Uri Zvi Greenberg (; September 22, 1896 – May 8, 1981; also spelled Uri Zvi Grinberg) was an acclaimed Israeli poet,  journalist and politician who wrote in Yiddish and Hebrew. Widely regarded among the greatest poets in the country's history, he was awarded the Israel Prize in 1957 and the Bialik Prize in 1947, 1954 and 1977, all for his contributions to fine literature. Following Israeli independence in 1948, he also served in the first Knesset as a member of Menachem Begin's Herut Party. Greenberg's Revisionist orientation had an important influence on both his writings and his politics. Greenberg is considered to be the most significant representative of Expressionism in Hebrew and Yiddish literature.

Biography
Uri Zvi Greenberg was born in the Galician town Bilyi Kamin, in Austria-Hungary, into a prominent Hasidic family. He was raised in Lemberg (Lwów) where he received a traditional Jewish religious education.

In 1915, he was drafted into the Austrian army and fought in the First World War. His experience at the fording of the Save River, where many of his comrades in arms died or were severely wounded, affected him deeply, and appeared in his future writings for years to come. After returning to Lemberg, he was witness to the pogroms of November 1918. Greenberg and his family miraculously escaped being shot by Polish soldiers celebrating their victory over the Ukrainians, an experience which convinced him that all Jews living in the “Kingdom of the Cross” faced physical annihilation.

**STATED PROBLEM:** Could you turn the paragraph of the Uri Zvi Greenberg text that begins "In 1915, he was drafted" into a short bulleted list that keeps its main facts? The data has no role here.

**GIVEN INFORMATION:**

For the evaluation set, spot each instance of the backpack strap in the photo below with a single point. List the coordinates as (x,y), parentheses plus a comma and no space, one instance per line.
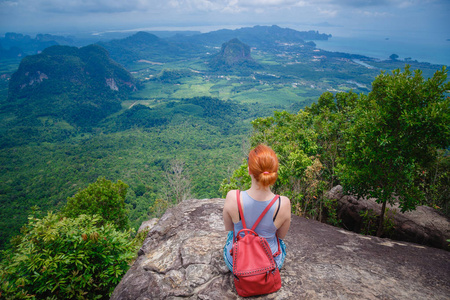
(238,198)
(265,211)
(241,213)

**SOLUTION FOR THIS PROBLEM:**
- Drafted into the Austrian army in 1915 and fought in the First World War.
- At the fording of the Save River, many of his comrades died or were severely wounded. This affected him deeply and appeared in his writings for years.
- After returning to Lemberg, he witnessed the pogroms of November 1918.
- He and his family miraculously escaped being shot by Polish soldiers celebrating their victory over the Ukrainians. This convinced him that all Jews living in the "Kingdom of the Cross" faced physical annihilation.